When my wife was pregnant with my future child, I decided to do the right thing and sign up for a dad’s class at the local hospital. I wasn’t overly worried about becoming a father, but I wanted to make sure there was no stone left unturned, nothing I could have done in preparation that I didn’t.
This was over five years ago now. The class was only two hours, and while most of it was unremarkable, the moment that will remain with me for the rest of my life was when the instructor encouraged us all to leave basketball off the television in the delivery room. “There are more delivery room fights during March Madness than any other time,” he cautiously proclaimed.
Everyone in the room laughed. But it was knowing laughter. How easy to imagine these fights!
My daughter was born on March 29, 2014, and while I can’t honestly say that no basketball games graced the airwaves that long weekend, I can proudly proclaim that no spousal fights were had. Checking the brackets, in fact, was a blessed reprieve during the hours of waiting!
This is a glorious time of year for basketball fans. The tournament has been front and center for two weeks, and with the women’s and men’s Final Four squads in place, next weekend’s games should offer another handful of two-hour time blocks to justify time spent on the couch.
Specifically, how wonderful for us in the Northwest to have the Oregon Ducks in the women’s Final Four for the first time, especially after making the regional final but falling short the past two seasons.
Sabrina Ionescu is rapidly making a case to become the next great WNBA star, and next Friday’s Oregon game will hopefully receive the kind of media attention it rightfully deserves. How amazing would it be if “Bazooka mode” results in another triple-double in front of a national audience—in the Final Four, no less.
Along with the Final Four, the NIT is wrapping up this week, and NBA teams are desperately vying for playoff position, from top to bottom throughout both conferences. It is truly a dreamy time of year for basketball fans.
Nevertheless, if you are nervous about all the time you are spending in front of the television, or even more importantly, nervous your aspiring basketball children are wasting away in front of the tube, I have a solution.
Released during March Madness 2014 (only a week and a half before my daughter was born!), Kwame Alexander’s The Crossover offers a story, in verse, about a pair of twin teenage basketball phenoms during their middle school basketball season.
Josh Bell (the narrator) is the star forward and Jordan Bell (his twin) the star shooting guard (I’m guessing Alexander did not know at the time about the former Oregon star, now Golden State Warriors reserve, of the same name). Their father is a former basketball great, their mother the Assistant Vice Principal at their school.
The story-in-poems takes you through all the trials and tribulations middle school can bring about, such as girlfriend drama, sibling arguments, cheating accusations, and classroom note passing. But the book dives deeper than that. The boys’ father gets progressively sicker yet refuses to visit the doctor. The family appears to have secrets the boys are unaware of.

Collected data

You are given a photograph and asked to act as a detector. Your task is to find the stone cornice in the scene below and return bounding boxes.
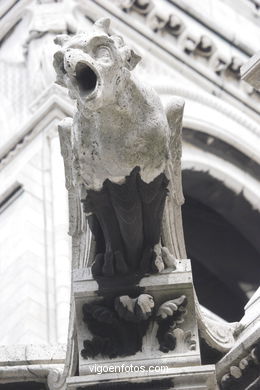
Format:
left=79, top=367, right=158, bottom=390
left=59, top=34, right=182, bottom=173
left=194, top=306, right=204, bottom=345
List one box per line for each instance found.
left=241, top=51, right=260, bottom=90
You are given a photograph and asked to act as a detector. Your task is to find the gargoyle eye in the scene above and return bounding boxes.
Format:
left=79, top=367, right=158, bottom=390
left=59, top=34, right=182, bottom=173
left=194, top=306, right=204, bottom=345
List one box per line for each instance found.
left=95, top=46, right=111, bottom=61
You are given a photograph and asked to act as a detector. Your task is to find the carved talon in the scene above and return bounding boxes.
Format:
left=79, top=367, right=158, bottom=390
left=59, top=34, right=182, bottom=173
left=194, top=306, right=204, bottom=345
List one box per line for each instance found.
left=161, top=246, right=177, bottom=270
left=135, top=294, right=154, bottom=320
left=115, top=294, right=154, bottom=322
left=152, top=244, right=177, bottom=273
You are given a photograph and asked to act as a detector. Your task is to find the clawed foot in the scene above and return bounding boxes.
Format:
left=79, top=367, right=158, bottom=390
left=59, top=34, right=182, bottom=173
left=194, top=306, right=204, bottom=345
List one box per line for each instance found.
left=115, top=294, right=154, bottom=322
left=92, top=250, right=129, bottom=277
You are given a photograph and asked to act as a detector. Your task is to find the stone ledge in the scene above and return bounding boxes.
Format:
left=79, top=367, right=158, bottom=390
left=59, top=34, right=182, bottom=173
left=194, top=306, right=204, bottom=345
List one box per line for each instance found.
left=0, top=344, right=67, bottom=371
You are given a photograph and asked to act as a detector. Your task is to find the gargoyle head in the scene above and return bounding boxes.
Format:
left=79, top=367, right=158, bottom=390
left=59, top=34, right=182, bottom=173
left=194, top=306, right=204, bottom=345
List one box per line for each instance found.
left=53, top=18, right=141, bottom=110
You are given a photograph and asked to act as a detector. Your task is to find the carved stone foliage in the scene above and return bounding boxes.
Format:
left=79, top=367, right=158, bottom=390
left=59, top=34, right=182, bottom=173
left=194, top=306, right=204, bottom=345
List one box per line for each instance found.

**Required tasks**:
(1) Answer these questions about the basketball column:
(a) On what date was the writer's daughter born?
(b) Which team reached the women's Final Four for the first time?
(c) Who narrates The Crossover?
(2) Write the next part of the basketball column, picking up after its last sentence.
The items have nothing to do with what you are asked here.

**Answers for this exercise**:
(1)
(a) March 29, 2014
(b) The Oregon Ducks
(c) Josh Bell

(2)
The majority of the poems, however, embody the game of the basketball, and this will be the most attractive part of the book to any youth sports fan who picks it up. Alexander writes poems that attempt to actually describe the feeling of dribbling, crossing over, flying in for the dunk, or swishing a three. Moreover, the book is told from a youth’s perspective, as if the main character were the one writing the poems.
I remember distinctly reading books about youth sports from a young person’s perspective when I was a kid and the profound effect those books had on me. This book has likely had the same effect on many young kids today, especially aspiring basketball players, and the book was rewarded for its efficacy in this regard with numerous awards (including the Newbery Medal and Coretta Scott King Honor).
Additionally, Alexander’s playfulness with the fonts and shapes of the poems would assuredly be eye-opening to any young person that hasn’t encountered that kind of writing before.
While the book only scratches the surface of some of the themes it pursues, this makes sense for its intended audience. Moreover, Alexander acknowledges this throughout, in ways such as repeatedly defining some of the more difficult words, in a back-and-forth question session between Josh Bell and his father, in a list of basketball rules filtered throughout the text.
One interesting way to think about this book is to consider it capitalizing on the contemporary trend toward hybrid and mixed-genre work, while creating such a text accessible to youth. It’s a noble and successful attempt by Alexander, even if the book doesn’t hold the attention of adults the way the most popular young adult literature might.
While I don’t want to give away the plot elements for anyone who might read the book, I can tell you that I found myself engagingly turning the pages, imagining my five-year-old reading this book five years from now, turning the pages as quickly as her eyes allow, in suspense of both the games and the lives of Alexander’s creations.
Finally, how wonderful that Alexander’s book has received such accolades, given its atypical nature for young adult literature, and its use of basketball as its primary subject.
So if you are in need of a strategy to get your family away from the tube this final college basketball weekend, before the long slog of the NBA playoffs, pick up a copy of Alexander’s The Crossover to offer your children as bait.